■ PASSAGE TO READ:
As a poet waking to consciousness at the end of the twentieth century, my Iliad had no choice but to concern the dramatic double world wars in which some of those who participated I could still reach out to & converse. I remember fondly my now departed dear grandmother telling me how much fun she had as a teenager during the Burnley black-outs, & how a downward-pointing ‘dickie shine a light’ would guide her home.

Axis & Allies has also branched out both into deep history – to achieve some kind of understanding of how the World Wars came to pass – & into my own age, where I witness’d at first hand events such as 9-11 & the terrorist attack on Mumbai. Meanwhile, my personal Odyssey is a journey thro’ England, Wales, Ireland, Scotland, Italy, Sicily, Malta, Gozo & the entire subcontinent of India, at the end of which I return to my own veritable Penelope, Sally Cinnamon.

The first sonnets of the Sylver Rose were composed in the Autumn of 1998, when I was 22, & the last in January 2021, only yesterday. The latter sequanto saw the recreation of the Samothracian Mysteries of that island’s Sanctuary of the Gods. This was the same site where I composed my penultimate tryptych of Axis & Allies in August 2020. Then, on the next morning, I would complete my Iliadic epic at the waterfall source of the Gria Vathra, towering high over the Aegean Sea.

Sonnets & epics go together. Both Dante & Shakespeare were avid sonneteers before creating their epic poems – I would include the Dramatic oeuvre of Shakespeare as an epic poem of sorts, especially the historical plays. What makes my work different is that I turn’d my sonnets into an epic poem, as well as writing a non-sonnet epic. For this I would invent an even larger line-count than the 14 offer’d by the sonnet – the trytptych.

The first lines of Axis & Allies were composed in Brighton in October 1999, when I was a twenty-three year-old hedonist with a thirst for travel & fun. My art, however, seem’d to be possessed of a much serious substance. In my Imperatrix ode to the British Empire, composed 1999-2000, I began to employ the first vestiges of epic tradition. There followed a beautiful period of composition, enlivened by the salty surf of the sea, when certain poetic fires were kindled within me. The Imperatrix saw my departure from writing poetry for the self to writing for society, the true nature of an epic calling, where the theme is the fascinating & tangl’d complexity human life.

The Imperatrix was both a salute to a new Millennium & a celebration of Britain’s lost empire – Hong Kong had only been handed back to China a couple of years before I composed the ode. It’s form was the same as that used by Keats in his magnificent series of odes of 1819. He had developed his new 10-line stanza out of the English & Italian sonnet forms, stating in a letter to his brother; ‘I have been endeavouring to discover a better Sonnet stanza than we have. The legitimate does not suit the language well, from the pouncing rhymes; the other appears too elegiac, and the couplet at the end of it has seldom a pleasing effect. I do not pretend to have succeeded. It will explain itself.’ It was this evolution of form that would soon inspire me to create a new stanza of my own for a new poem that came to mind during the composition of the Imperatrix.

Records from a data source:
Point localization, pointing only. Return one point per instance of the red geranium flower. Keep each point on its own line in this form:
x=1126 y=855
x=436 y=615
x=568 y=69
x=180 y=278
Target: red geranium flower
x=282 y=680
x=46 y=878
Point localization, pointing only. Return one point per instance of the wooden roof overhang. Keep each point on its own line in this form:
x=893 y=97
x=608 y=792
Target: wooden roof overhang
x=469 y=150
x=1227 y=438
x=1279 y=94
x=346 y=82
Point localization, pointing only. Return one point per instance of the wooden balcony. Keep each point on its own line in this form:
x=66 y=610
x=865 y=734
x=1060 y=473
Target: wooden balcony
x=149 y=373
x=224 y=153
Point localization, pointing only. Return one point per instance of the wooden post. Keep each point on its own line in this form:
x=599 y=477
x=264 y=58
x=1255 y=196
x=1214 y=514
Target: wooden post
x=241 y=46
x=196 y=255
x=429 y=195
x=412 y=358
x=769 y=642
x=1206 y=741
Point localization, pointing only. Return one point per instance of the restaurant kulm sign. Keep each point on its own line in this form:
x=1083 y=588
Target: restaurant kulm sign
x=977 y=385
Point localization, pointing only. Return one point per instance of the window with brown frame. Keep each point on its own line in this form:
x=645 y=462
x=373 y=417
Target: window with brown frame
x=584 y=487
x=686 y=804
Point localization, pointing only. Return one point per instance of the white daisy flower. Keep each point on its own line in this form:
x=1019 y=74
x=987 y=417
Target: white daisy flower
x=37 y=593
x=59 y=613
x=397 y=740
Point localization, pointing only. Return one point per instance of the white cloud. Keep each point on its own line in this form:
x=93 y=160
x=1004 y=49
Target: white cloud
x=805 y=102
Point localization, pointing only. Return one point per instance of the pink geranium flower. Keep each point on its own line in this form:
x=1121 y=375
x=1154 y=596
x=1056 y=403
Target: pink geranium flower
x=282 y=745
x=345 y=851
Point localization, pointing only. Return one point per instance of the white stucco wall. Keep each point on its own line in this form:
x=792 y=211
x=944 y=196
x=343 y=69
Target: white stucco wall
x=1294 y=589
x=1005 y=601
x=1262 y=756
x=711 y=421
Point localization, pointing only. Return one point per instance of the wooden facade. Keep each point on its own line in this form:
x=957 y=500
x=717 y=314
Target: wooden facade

■ YOUR INSTRUCTIONS:
Reproduce the text on composing the Axis & Allies epic word for word, starting with "The first sonnets" and going on through "the Aegean Sea.".

■ WORKED SOLUTION:
The first sonnets of the Sylver Rose were composed in the Autumn of 1998, when I was 22, & the last in January 2021, only yesterday. The latter sequanto saw the recreation of the Samothracian Mysteries of that island’s Sanctuary of the Gods. This was the same site where I composed my penultimate tryptych of Axis & Allies in August 2020. Then, on the next morning, I would complete my Iliadic epic at the waterfall source of the Gria Vathra, towering high over the Aegean Sea.